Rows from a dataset
◆ ◆ ◆ ◆ ◆ ◆ ◆

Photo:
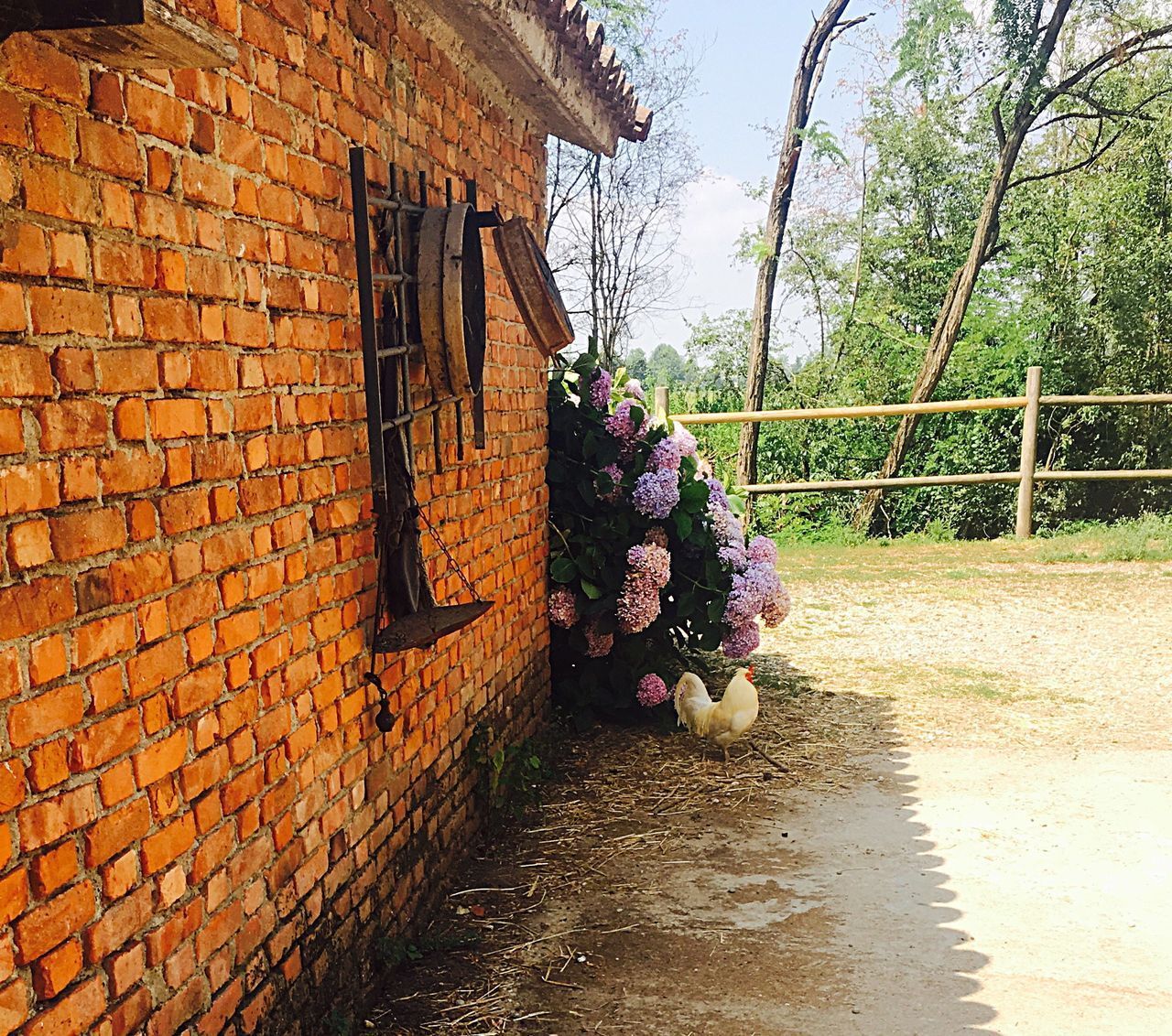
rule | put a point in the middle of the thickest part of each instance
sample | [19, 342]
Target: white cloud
[710, 280]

◆ ◆ ◆ ◆ ◆ ◆ ◆

EXERCISE DESCRIPTION :: Copy out every line of the rows above exactly as they appear, leaving out the pictures.

RESULT FOR THIS EXERCISE ::
Photo:
rule | put a point in the middle of the thickest part of each instance
sample | [19, 342]
Target: white cloud
[710, 280]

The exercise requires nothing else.